#### THE PROBLEM
Retype all material exactly. Pictures stay out of the copy.

[EXERCISE INPUT start]

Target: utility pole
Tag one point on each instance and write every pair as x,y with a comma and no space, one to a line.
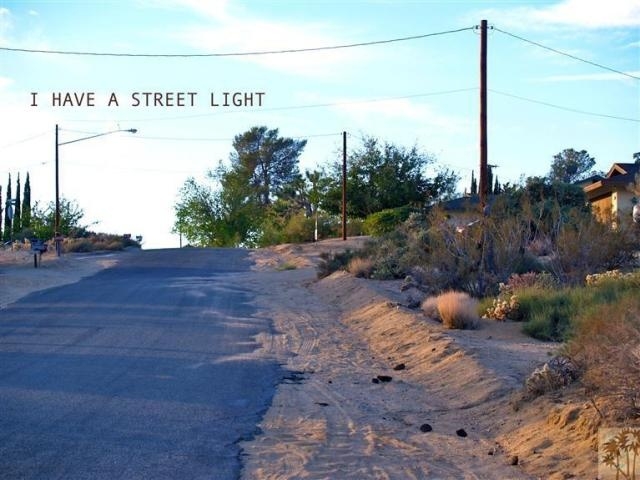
344,186
483,117
56,228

[EXERCISE INPUT end]

#### TASK OUTPUT
Target: utility pole
Tag one point on each instance and write every pair as x,y with a comma and no space, one to a line.
344,186
483,117
56,228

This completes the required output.